Reproduce the data below verbatim, line by line, with no changes.

::::::

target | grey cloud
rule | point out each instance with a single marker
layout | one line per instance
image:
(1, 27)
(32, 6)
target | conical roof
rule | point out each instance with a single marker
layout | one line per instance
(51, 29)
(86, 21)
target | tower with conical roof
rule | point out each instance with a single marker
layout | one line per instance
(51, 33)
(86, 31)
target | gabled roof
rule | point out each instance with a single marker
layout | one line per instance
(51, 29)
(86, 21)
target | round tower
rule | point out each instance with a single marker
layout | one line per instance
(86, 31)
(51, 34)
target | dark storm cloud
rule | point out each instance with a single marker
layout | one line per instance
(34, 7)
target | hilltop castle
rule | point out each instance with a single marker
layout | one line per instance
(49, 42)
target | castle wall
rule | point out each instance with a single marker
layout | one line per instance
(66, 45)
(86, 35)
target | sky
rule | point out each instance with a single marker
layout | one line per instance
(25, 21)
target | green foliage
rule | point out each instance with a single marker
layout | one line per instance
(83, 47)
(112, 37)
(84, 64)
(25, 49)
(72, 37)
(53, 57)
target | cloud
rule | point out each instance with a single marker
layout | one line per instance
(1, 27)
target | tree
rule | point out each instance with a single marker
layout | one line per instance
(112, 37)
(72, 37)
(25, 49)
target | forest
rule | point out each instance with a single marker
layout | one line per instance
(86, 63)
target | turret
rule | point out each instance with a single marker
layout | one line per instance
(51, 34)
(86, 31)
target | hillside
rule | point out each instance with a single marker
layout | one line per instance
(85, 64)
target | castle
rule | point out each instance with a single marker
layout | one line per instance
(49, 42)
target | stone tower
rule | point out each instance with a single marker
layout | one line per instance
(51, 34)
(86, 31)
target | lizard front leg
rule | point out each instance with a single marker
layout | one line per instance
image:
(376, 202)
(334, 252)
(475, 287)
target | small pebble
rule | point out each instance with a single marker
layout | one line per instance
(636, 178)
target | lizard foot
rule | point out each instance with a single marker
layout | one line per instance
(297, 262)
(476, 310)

::::::

» ANSWER
target | grey cloud
rule | point out each instance with a single marker
layout | one line per instance
image:
(1, 27)
(32, 6)
target | conical roof
rule | point out each instance with a single marker
layout | one line per instance
(51, 29)
(86, 21)
target | tower with conical roof
rule | point out each instance with a single marker
layout | one line per instance
(51, 33)
(86, 31)
target | gabled roof
rule | point out each instance with a single marker
layout | one line per instance
(51, 29)
(86, 21)
target | round tower
rule | point out each instance with a single marker
layout | one line per instance
(86, 31)
(51, 34)
target | dark storm cloud
rule | point out each instance with a single marker
layout | one line per instance
(34, 7)
target | hilltop castle
rule | point out each instance with a single marker
layout | one line per instance
(49, 42)
target | castle wall
rule | point out each instance with a single marker
layout | one line per instance
(66, 45)
(86, 35)
target | sky
rule | point out each instance with a single marker
layout | one line per instance
(25, 21)
target | green foliage
rule | point out each instance with a single marker
layout | one line per instance
(83, 47)
(112, 37)
(84, 64)
(25, 49)
(72, 37)
(53, 57)
target | cloud
rule | point out each instance with a single marker
layout | one line per instance
(1, 27)
target | tree
rule | point out each instance with a single marker
layout | one line per instance
(112, 37)
(72, 37)
(25, 49)
target | forest
rule | point out each instance with a single marker
layout | one line per instance
(86, 63)
target | turret
rule | point out each instance with a single marker
layout | one line per instance
(51, 34)
(86, 31)
target | hillside
rule | point out each instance with a single marker
layout | one line per instance
(85, 64)
target | castle
rule | point out each instance with a single marker
layout | one line per instance
(49, 42)
target | stone tower
rule | point out each instance with a single marker
layout | one line per instance
(51, 34)
(86, 31)
target | lizard front leg
rule | point out each instance with a single marker
layout | one line per instance
image:
(376, 202)
(334, 252)
(475, 287)
target | small pebble
rule | point out each instance with a single marker
layout | one line per instance
(636, 178)
target | lizard foot
rule | point out each instance with a single marker
layout | one line per instance
(297, 262)
(476, 310)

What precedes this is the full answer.